» BRIEF: Records follow. Pull out every line that contains "after".

» DATA FOR THIS EXERCISE:
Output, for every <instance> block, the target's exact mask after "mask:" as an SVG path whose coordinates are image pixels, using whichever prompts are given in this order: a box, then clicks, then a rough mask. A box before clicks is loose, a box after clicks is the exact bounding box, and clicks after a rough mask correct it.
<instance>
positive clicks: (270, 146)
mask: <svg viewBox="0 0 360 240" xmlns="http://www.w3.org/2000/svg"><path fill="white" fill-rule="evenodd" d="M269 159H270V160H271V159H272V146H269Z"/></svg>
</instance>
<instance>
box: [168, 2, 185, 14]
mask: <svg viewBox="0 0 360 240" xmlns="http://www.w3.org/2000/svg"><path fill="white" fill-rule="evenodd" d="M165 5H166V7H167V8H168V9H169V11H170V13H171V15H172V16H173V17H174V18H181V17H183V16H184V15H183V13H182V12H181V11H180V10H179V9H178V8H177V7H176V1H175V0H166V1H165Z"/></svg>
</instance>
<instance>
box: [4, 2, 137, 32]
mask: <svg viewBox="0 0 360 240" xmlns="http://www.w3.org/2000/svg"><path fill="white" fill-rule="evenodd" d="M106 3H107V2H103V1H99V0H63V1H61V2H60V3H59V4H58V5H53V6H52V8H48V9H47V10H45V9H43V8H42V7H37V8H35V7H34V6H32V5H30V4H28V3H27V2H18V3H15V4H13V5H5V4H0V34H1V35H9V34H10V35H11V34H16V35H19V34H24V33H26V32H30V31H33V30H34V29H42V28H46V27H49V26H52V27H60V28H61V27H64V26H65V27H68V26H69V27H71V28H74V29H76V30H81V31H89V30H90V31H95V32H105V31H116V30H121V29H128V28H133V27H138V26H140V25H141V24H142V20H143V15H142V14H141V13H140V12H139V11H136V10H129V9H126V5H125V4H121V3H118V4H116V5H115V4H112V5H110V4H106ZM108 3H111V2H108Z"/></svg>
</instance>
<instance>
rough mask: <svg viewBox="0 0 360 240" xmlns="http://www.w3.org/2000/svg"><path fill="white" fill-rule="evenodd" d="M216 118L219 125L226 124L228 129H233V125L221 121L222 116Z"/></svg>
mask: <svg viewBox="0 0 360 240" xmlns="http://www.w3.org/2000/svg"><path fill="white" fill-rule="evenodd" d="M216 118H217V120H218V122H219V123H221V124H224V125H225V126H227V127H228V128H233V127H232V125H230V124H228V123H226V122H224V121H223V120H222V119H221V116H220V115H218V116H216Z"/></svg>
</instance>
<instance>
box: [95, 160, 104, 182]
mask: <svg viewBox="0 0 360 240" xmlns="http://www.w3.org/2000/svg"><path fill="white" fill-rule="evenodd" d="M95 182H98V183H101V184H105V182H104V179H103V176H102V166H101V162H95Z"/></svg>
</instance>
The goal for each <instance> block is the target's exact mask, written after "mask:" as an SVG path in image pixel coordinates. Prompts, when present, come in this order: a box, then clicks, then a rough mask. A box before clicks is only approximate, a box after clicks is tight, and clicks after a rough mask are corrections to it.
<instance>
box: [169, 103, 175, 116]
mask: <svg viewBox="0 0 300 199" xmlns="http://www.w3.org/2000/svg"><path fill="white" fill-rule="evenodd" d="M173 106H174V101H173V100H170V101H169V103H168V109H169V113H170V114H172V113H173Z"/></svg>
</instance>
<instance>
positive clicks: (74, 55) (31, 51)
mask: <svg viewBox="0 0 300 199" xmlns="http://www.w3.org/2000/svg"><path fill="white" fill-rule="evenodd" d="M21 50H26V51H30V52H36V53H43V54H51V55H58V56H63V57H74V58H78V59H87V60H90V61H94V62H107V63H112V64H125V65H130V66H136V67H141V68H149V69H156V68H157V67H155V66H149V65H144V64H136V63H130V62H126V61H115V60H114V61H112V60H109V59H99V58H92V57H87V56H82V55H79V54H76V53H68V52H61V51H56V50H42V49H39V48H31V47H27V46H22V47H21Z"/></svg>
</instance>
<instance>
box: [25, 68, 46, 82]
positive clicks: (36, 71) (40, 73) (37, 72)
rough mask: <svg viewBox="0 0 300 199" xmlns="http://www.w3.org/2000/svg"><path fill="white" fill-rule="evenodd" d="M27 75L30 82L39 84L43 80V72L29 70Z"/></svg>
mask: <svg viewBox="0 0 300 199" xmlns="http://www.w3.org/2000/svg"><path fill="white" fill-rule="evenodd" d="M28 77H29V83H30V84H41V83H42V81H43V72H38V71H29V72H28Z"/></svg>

» WRITTEN SOLUTION:
Output, for every <instance> block, the target's exact mask after "mask:" as an SVG path whose coordinates are image pixels, using whichever prompts are given in this order: a box, then clicks, then a rough mask. A box before clicks is loose, a box after clicks is the exact bounding box, and clicks after a rough mask correct it.
The goal for each <instance> block is the target's exact mask, written after "mask:" as an SVG path in image pixel coordinates. Prompts, when present, come in this order: a box, then clicks, then a rough mask. A box before clicks is only approximate, a box after clicks is tight, and clicks after a rough mask are corrections to it.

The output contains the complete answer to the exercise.